What is being asked | From the listing below, work out how many lines contain "light". Reply with that number only.

Task input |
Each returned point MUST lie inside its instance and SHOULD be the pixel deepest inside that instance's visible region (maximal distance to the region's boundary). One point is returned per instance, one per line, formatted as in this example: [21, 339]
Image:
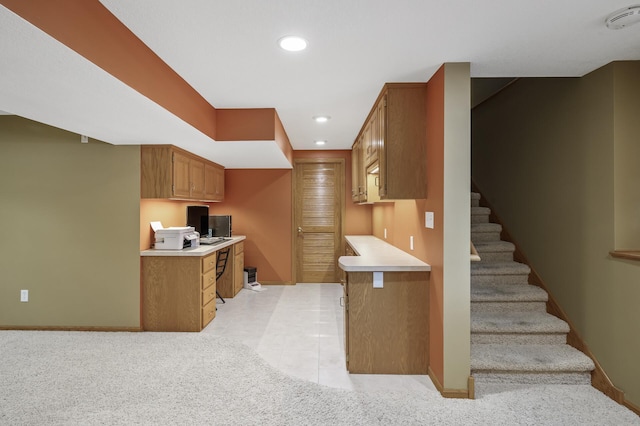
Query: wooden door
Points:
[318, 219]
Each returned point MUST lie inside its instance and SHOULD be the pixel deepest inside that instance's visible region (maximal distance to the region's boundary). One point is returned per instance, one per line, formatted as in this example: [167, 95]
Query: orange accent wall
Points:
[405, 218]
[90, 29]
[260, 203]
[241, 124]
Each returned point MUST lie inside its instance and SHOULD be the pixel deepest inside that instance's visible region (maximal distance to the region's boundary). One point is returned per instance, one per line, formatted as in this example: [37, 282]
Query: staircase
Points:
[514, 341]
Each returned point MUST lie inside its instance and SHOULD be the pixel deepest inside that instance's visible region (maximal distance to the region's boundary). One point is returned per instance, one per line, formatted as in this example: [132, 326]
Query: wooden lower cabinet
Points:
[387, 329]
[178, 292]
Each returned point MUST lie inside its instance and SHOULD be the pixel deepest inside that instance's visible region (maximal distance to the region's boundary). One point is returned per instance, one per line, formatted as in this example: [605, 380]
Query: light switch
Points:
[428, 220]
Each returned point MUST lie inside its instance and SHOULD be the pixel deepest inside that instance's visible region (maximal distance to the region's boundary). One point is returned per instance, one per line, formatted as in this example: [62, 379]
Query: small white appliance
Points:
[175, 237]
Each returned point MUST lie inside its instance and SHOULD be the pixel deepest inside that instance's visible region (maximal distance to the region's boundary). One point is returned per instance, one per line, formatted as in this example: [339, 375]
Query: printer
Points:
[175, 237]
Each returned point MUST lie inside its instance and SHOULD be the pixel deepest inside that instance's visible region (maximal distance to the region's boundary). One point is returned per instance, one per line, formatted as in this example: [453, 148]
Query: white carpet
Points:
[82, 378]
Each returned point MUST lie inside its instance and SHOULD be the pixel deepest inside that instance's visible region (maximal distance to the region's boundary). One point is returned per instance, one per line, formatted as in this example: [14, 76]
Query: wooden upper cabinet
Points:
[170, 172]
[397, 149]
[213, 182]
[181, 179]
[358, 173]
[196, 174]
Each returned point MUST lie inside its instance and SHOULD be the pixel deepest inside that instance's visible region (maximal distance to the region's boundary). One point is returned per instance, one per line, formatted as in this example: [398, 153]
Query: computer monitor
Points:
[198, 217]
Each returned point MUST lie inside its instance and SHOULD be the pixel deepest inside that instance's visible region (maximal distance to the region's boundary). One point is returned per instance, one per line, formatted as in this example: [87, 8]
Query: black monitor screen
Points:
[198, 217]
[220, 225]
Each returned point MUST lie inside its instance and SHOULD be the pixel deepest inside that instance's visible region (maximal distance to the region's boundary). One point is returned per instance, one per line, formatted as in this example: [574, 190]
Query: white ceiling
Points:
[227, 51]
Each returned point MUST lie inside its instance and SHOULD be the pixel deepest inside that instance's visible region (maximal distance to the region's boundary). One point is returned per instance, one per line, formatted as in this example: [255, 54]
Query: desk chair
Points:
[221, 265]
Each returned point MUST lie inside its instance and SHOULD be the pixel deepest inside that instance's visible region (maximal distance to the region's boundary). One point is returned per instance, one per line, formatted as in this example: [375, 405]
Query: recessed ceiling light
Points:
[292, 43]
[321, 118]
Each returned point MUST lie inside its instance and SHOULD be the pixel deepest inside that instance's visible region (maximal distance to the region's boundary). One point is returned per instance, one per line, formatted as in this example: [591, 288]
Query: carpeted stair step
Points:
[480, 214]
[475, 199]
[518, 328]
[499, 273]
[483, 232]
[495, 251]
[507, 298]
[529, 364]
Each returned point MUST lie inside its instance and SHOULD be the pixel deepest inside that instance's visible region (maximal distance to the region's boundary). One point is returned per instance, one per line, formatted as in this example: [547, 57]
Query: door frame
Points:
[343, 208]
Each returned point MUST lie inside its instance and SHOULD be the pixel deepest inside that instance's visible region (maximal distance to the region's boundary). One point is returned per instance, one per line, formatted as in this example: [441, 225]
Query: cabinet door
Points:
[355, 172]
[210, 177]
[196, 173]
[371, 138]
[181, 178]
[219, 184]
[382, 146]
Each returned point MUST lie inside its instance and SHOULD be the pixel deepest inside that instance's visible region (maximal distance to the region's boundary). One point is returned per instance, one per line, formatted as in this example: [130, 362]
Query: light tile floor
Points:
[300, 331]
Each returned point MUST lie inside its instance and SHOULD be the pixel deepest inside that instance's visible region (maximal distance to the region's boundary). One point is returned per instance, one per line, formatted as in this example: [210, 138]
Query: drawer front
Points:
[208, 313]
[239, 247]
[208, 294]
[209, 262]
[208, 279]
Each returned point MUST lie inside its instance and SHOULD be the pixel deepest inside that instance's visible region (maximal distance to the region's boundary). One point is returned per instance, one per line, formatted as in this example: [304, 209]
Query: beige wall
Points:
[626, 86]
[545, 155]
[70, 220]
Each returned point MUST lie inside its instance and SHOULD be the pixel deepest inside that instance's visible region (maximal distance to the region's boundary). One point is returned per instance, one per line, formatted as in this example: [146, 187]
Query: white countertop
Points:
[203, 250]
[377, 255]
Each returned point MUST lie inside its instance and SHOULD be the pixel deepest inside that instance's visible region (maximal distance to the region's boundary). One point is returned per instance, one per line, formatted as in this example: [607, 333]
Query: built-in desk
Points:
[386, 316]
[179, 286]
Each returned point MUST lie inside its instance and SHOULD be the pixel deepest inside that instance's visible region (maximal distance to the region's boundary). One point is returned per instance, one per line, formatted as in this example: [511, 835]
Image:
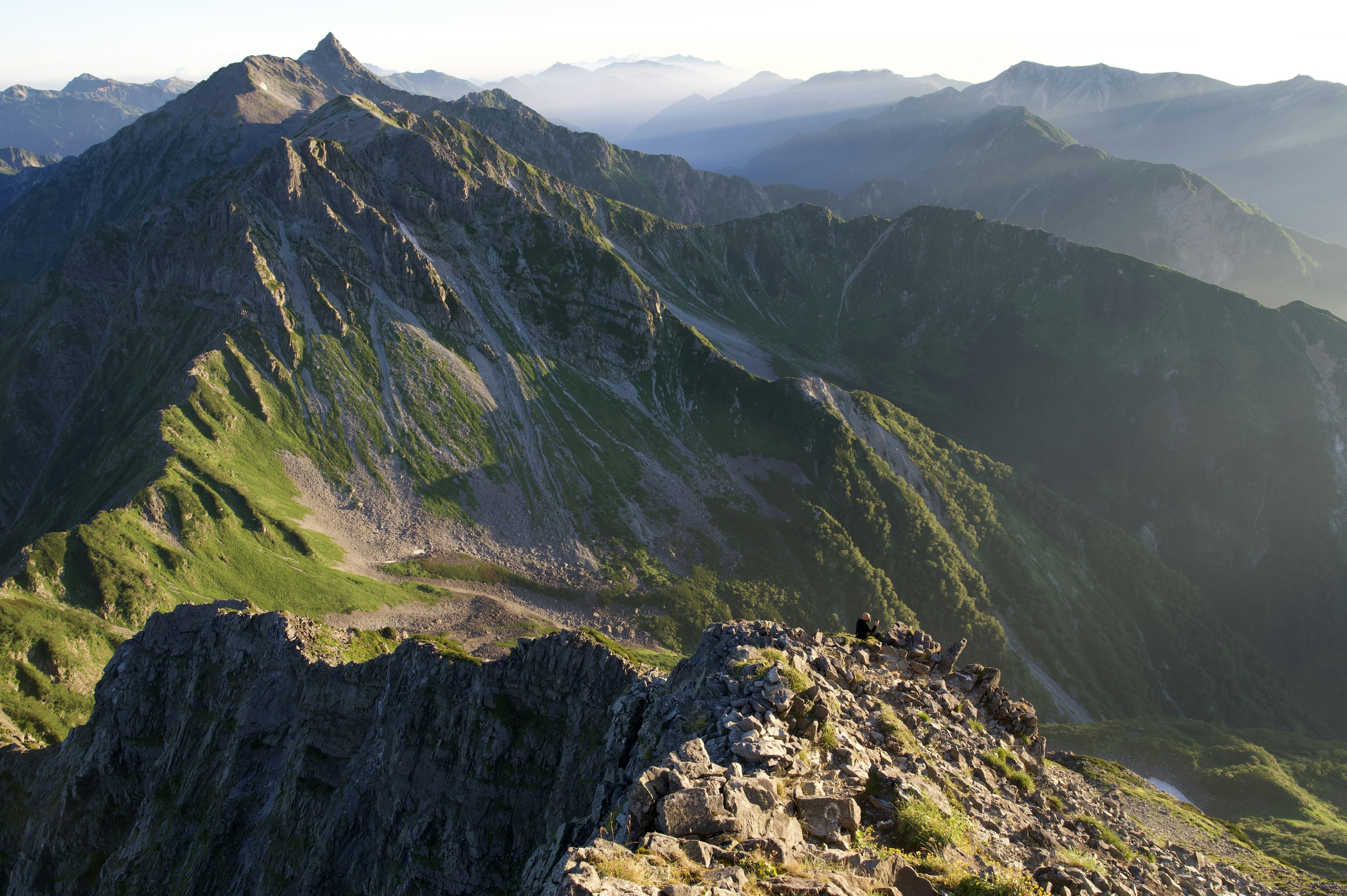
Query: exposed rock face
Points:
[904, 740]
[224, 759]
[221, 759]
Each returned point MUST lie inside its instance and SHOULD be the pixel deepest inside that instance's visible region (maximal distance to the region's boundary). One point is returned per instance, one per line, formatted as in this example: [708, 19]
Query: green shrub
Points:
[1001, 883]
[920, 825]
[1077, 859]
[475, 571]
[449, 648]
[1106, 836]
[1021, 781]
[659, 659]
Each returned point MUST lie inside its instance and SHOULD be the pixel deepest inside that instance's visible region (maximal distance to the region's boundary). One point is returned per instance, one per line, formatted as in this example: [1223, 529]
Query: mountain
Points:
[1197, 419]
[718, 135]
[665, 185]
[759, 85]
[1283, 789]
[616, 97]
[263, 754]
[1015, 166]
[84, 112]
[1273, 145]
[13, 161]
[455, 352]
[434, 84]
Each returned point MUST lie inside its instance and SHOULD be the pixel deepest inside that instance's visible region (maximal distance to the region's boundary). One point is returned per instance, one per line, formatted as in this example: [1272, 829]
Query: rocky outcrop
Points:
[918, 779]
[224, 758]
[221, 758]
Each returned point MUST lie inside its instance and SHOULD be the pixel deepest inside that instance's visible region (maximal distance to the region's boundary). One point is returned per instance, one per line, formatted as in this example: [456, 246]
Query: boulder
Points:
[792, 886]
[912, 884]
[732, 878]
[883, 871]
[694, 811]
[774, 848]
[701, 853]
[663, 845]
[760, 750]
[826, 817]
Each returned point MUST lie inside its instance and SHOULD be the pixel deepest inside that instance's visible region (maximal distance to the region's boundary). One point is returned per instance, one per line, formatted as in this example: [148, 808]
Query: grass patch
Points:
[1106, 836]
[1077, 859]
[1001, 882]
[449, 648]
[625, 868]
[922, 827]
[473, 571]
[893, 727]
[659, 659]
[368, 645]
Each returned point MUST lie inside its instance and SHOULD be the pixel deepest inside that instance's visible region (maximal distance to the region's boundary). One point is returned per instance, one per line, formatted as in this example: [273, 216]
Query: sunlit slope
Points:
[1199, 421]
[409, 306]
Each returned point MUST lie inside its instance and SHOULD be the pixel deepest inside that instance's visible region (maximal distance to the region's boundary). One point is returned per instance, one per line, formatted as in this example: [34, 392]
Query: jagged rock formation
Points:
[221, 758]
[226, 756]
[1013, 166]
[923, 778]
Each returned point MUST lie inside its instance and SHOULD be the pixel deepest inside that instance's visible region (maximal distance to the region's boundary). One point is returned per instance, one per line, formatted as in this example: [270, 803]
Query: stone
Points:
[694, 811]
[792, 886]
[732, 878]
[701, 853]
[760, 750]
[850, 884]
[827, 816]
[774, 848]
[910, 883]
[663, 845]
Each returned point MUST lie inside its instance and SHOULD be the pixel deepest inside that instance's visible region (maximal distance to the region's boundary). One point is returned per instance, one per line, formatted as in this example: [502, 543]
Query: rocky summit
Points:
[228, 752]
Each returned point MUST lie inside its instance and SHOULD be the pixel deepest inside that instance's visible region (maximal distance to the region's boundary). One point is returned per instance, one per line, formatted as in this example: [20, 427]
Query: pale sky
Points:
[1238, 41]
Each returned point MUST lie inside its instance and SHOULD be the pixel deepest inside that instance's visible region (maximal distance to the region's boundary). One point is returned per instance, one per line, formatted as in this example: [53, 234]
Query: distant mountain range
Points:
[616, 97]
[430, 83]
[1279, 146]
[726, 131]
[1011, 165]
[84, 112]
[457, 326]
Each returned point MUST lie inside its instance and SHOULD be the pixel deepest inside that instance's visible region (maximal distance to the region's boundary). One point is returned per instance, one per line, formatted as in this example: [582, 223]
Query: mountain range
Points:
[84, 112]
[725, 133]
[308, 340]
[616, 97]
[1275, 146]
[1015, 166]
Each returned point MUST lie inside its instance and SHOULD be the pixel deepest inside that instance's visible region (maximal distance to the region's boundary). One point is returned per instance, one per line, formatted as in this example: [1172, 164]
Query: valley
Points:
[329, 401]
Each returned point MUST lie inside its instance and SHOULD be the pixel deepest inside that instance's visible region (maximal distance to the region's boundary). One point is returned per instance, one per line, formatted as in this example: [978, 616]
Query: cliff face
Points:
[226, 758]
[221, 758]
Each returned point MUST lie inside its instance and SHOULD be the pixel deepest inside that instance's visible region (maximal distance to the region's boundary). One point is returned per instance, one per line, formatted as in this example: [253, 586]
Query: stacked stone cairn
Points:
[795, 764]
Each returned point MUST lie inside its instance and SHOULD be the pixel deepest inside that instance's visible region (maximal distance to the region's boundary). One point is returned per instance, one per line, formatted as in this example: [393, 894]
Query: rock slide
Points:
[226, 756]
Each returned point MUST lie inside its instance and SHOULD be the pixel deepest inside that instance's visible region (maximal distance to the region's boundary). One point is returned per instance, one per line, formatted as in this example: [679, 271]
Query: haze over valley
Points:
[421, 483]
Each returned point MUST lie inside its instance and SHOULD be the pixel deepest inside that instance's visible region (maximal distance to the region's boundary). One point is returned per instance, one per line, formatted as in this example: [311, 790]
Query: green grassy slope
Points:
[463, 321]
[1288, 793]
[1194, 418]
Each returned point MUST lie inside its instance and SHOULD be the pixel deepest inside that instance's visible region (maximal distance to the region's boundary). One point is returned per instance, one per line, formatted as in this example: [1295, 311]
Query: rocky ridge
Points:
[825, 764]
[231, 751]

Expected output | 3